Extrait du texte:
#####
Les guerres des « réseaux d’élite »

Dimanche 5 août 2007 — Dernier ajout vendredi 22 juillet 2011

Les guerres des « réseaux d’élite »

Bravo pour le travail d’enquête sur le pillage des richesses du Congo-Kinshasa mené par les experts de l’ONU, sous la conduite de l’Égyptien Mahmoud Kassem ! Plus remarquable encore est la diffusion de leur rapport définitif, le 16 octobre.

Car la guerre qui ravage le Congo-K, causant déjà quelque 3 millions de morts, y est largement décrite comme un conflit entre clans mafieux, alliés des grandes puissances occidentales - des « réseaux d’élite », « composés d’un petit noyau de dirigeants politiques et militaires et d’hommes d’affaires ».
#####
Consignes:
1/ Dans l'article sur le pillage du Congo-Kinshasa, qui était à la tête des experts de l'ONU ?
2/ Écrivez la suite de l'article sur la guerre au Congo-Kinshasa, juste après sa dernière phrase.

Extrait des données:
#####
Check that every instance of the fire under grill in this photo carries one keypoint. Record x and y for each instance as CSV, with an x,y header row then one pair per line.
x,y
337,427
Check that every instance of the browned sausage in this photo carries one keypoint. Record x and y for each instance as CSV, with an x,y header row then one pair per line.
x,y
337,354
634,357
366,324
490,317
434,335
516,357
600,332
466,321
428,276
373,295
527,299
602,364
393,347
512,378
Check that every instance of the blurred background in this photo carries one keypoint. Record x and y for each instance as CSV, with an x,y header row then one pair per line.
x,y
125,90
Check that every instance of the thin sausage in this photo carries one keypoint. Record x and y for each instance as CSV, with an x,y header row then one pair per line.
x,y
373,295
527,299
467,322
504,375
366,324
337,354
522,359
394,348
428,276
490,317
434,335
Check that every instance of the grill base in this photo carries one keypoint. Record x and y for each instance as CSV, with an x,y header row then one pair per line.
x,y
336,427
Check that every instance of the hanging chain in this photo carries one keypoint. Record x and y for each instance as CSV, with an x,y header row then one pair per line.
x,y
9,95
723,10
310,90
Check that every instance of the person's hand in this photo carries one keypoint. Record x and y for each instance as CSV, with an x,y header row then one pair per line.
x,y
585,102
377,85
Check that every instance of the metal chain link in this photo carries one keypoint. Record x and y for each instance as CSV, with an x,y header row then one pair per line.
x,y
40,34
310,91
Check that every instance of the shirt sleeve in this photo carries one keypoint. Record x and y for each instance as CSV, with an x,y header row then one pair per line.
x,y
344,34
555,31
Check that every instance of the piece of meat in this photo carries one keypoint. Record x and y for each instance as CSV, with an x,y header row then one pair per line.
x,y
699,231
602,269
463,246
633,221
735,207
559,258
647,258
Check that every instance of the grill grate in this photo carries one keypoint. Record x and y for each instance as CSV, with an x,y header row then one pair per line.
#####
Réponses:
1/ L'Égyptien Mahmoud Kassem.

2/
Les tentacules prédateurs remontent finalement vers des paradis fiscaux, des sociétés et des banques protégés ou honorés par les pays du Nord, Russie et Chine comprises : tous les membres permanents du Conseil de Sécurité sont concernés.

Les circuits sont précisément décrits, les relais sont nommés. La place diamantaire d’Anvers n’est pas épargnée. La valeur des pierres volées à l’ex-Zaïre avoisine les 800 millions de dollars chaque année. Il y a aussi l’or, le coltan, le cobalt, le café, etc.

Les responsabilités des occupants ougandais et rwandais sont encore mieux ciblées que dans les rapports intermédiaires du même groupe d’experts. Mais le pouvoir de Kinshasa, soutenu par Paris, n’est plus guère épargné : les fuites à ce niveau se chiffrent en milliards de dollars, avec la complicité de l’allié zimbabwéen.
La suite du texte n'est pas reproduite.